(Some records)
----------------------------------------

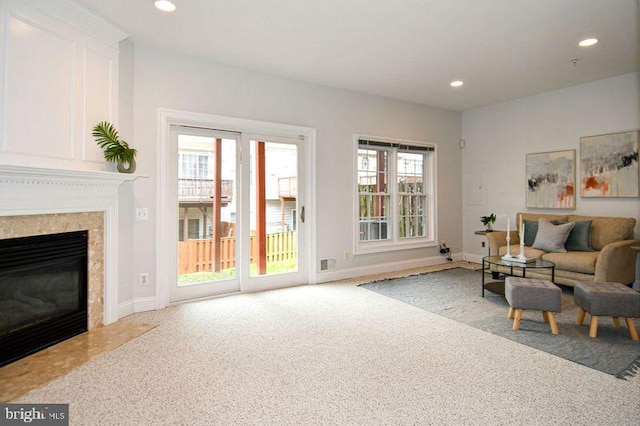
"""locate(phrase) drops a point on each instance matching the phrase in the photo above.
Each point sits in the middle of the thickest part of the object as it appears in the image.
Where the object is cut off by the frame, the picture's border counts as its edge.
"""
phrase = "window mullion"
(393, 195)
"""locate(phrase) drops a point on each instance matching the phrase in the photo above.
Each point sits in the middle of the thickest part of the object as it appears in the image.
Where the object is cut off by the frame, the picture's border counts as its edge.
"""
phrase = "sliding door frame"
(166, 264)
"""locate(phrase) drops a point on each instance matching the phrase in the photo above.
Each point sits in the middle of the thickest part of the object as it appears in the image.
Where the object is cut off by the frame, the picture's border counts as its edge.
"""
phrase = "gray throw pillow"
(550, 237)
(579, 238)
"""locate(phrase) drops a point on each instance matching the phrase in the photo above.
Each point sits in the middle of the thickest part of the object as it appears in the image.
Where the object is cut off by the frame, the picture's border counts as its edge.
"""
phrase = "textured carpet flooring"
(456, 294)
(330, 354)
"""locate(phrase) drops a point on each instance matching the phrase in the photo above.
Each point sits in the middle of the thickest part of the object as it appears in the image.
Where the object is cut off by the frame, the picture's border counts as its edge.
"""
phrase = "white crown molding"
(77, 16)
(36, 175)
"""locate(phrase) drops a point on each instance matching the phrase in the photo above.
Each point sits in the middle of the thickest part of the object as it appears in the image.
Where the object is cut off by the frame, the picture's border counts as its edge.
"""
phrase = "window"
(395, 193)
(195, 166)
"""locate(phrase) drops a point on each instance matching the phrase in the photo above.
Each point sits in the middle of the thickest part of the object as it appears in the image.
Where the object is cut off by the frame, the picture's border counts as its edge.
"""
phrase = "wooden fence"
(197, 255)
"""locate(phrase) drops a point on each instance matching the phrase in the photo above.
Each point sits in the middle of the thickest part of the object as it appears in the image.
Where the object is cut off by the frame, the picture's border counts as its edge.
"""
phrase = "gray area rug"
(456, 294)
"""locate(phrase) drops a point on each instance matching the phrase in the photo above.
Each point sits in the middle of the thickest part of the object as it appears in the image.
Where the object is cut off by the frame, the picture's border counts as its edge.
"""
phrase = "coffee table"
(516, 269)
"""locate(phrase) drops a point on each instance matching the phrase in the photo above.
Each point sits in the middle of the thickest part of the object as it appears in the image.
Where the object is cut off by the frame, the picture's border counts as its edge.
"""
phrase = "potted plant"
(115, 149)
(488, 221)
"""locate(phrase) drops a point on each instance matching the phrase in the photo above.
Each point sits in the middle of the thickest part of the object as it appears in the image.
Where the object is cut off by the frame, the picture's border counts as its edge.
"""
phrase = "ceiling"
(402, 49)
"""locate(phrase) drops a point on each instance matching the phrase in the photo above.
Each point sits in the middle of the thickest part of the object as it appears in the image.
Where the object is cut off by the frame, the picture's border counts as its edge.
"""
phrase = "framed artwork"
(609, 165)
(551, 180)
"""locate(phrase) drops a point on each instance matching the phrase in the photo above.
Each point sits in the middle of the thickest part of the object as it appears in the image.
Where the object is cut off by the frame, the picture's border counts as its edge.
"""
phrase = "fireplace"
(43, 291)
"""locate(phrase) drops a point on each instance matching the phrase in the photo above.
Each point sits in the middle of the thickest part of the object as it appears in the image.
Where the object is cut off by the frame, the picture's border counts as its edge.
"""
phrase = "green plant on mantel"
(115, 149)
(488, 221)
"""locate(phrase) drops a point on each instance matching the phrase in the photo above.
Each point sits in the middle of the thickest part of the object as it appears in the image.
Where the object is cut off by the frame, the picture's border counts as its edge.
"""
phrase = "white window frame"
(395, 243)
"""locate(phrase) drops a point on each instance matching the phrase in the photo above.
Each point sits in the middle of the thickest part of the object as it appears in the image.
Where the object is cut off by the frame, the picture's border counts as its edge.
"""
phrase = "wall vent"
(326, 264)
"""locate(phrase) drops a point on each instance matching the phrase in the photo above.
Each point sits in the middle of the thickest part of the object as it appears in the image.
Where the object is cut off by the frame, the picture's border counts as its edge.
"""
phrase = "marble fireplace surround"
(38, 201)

----------------------------------------

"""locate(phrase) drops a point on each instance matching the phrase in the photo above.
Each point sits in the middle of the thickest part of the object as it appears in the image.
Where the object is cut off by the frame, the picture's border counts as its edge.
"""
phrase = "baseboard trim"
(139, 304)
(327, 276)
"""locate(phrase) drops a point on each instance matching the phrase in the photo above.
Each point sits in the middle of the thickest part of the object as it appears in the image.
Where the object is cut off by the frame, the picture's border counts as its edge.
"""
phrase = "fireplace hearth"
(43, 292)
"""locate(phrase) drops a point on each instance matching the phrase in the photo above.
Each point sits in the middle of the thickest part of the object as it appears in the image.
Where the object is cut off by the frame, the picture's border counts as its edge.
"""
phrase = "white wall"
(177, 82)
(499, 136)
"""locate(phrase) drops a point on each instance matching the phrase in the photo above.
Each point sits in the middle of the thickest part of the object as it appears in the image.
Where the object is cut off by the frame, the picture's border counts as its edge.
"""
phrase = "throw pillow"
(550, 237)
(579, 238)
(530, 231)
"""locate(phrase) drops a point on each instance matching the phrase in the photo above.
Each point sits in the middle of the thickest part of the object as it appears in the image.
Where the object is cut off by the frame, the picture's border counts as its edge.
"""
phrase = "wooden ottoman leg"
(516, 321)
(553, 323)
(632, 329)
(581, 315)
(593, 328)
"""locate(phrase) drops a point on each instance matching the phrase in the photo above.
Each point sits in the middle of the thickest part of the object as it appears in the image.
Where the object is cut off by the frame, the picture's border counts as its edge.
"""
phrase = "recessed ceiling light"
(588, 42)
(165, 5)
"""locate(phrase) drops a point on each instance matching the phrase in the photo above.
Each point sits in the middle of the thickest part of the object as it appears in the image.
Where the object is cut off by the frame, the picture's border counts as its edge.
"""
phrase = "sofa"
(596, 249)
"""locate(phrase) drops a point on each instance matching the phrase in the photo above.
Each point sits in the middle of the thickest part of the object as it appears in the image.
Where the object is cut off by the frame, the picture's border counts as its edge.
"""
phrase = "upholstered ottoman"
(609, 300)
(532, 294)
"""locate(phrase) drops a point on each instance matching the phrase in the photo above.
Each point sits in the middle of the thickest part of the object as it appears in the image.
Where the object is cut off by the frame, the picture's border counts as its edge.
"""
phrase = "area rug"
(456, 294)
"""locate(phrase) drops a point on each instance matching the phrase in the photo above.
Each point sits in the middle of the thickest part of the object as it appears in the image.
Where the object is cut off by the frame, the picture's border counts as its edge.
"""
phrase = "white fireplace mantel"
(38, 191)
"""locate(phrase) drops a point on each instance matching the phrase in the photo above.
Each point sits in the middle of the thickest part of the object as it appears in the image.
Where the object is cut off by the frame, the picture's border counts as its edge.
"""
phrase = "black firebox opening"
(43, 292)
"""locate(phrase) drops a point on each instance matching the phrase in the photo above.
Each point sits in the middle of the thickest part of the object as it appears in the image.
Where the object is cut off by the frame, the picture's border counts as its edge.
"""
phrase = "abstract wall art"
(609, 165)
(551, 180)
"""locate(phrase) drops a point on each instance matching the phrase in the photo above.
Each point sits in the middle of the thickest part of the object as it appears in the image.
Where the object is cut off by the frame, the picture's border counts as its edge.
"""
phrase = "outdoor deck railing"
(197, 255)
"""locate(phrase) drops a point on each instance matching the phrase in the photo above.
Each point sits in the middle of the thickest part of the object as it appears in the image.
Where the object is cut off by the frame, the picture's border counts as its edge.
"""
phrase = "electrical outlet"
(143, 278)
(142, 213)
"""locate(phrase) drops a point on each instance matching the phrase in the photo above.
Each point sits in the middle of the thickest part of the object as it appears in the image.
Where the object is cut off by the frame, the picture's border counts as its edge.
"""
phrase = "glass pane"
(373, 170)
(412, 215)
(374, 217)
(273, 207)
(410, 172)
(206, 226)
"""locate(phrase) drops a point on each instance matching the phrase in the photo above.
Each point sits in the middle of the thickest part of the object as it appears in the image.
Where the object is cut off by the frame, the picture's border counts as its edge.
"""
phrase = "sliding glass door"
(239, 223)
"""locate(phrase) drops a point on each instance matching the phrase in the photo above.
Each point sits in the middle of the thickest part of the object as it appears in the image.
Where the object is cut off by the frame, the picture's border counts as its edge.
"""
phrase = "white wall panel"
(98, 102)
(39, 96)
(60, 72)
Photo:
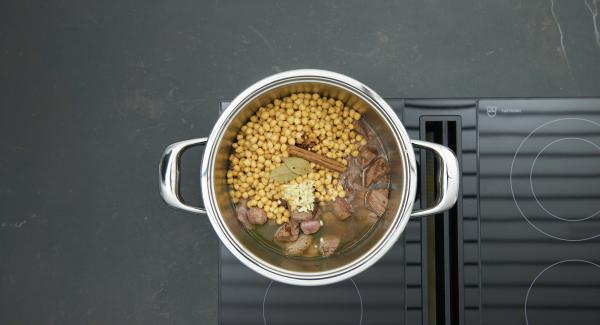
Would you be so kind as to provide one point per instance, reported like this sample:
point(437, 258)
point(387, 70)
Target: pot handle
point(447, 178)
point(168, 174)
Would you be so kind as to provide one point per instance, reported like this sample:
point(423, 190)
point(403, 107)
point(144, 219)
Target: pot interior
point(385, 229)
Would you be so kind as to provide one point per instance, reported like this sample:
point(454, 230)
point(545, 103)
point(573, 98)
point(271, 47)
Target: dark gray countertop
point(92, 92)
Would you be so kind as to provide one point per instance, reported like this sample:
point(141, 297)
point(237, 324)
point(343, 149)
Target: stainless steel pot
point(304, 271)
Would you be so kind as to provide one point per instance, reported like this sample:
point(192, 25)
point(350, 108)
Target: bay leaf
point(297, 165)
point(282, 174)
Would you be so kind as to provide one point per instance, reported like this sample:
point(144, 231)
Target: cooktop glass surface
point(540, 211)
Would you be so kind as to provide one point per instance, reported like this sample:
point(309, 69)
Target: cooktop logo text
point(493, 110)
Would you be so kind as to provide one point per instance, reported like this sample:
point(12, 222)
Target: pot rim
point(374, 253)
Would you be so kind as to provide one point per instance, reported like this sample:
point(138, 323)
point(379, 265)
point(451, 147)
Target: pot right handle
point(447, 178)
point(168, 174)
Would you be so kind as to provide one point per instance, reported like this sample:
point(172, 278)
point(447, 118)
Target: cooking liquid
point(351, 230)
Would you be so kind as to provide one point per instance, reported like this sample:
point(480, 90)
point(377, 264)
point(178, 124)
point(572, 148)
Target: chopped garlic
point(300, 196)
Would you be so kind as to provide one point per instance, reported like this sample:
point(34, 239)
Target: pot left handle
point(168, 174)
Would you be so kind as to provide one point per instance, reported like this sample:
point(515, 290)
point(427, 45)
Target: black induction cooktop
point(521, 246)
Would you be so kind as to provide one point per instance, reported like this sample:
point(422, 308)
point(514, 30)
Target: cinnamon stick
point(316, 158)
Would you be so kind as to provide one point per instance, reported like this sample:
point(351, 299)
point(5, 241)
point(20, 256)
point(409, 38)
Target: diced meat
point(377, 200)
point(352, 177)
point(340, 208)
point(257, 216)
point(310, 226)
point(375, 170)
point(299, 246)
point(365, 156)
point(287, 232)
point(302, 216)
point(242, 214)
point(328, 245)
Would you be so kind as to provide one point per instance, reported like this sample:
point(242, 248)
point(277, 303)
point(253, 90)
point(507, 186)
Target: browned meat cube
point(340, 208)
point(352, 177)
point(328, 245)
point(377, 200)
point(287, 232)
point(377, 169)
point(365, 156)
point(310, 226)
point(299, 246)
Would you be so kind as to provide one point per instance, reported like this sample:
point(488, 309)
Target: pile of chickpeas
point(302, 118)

----------------------------------------

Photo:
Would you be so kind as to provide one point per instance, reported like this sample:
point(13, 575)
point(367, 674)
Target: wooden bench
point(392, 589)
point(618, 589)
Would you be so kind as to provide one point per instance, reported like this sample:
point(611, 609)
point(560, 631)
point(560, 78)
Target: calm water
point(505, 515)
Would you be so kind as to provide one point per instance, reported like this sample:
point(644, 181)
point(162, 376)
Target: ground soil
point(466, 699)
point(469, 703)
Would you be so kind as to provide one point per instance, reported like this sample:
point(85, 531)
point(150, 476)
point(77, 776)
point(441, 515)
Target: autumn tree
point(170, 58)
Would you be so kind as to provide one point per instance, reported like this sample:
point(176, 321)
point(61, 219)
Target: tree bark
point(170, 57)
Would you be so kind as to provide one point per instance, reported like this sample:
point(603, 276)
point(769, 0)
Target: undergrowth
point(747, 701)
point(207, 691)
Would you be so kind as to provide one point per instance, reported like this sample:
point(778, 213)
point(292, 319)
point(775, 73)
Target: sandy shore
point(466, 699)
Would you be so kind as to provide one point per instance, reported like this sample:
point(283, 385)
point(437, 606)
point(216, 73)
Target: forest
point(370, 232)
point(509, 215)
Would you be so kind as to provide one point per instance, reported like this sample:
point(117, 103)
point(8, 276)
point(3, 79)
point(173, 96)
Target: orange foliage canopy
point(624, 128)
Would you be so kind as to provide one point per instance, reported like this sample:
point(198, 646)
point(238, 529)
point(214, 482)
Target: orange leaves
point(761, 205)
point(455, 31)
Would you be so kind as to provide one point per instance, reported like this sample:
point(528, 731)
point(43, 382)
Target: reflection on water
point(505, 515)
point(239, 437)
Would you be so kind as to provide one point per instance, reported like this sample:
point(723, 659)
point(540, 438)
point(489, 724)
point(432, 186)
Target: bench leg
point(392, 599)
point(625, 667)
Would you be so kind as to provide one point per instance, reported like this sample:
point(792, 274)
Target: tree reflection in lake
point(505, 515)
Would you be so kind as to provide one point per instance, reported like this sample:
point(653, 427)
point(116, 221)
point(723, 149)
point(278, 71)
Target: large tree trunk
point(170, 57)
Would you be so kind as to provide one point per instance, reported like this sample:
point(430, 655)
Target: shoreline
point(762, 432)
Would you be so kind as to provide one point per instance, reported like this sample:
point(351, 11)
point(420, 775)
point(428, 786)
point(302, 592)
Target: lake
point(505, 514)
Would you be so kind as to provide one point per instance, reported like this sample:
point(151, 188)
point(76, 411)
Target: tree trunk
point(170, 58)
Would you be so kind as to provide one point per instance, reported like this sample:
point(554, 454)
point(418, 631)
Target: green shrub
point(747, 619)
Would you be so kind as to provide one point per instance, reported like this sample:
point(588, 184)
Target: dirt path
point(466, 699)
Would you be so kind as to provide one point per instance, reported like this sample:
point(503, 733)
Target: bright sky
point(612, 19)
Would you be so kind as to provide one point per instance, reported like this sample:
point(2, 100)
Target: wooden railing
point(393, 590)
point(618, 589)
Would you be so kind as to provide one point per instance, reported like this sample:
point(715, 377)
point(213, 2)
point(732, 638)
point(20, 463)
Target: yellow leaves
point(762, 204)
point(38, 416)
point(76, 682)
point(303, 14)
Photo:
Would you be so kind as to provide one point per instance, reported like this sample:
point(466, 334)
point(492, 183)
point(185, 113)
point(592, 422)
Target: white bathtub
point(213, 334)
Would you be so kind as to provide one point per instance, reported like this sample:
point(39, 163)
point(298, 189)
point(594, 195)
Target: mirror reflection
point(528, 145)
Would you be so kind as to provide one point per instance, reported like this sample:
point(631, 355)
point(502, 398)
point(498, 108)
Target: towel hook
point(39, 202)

----------------------------------------

> **What the task asks**: Select every line in the records above that contains the word "reflection" and copy each one out in full. Match case exactly.

> **Response**:
Target: reflection on water
Target: tree reflection in lake
Target: mirror reflection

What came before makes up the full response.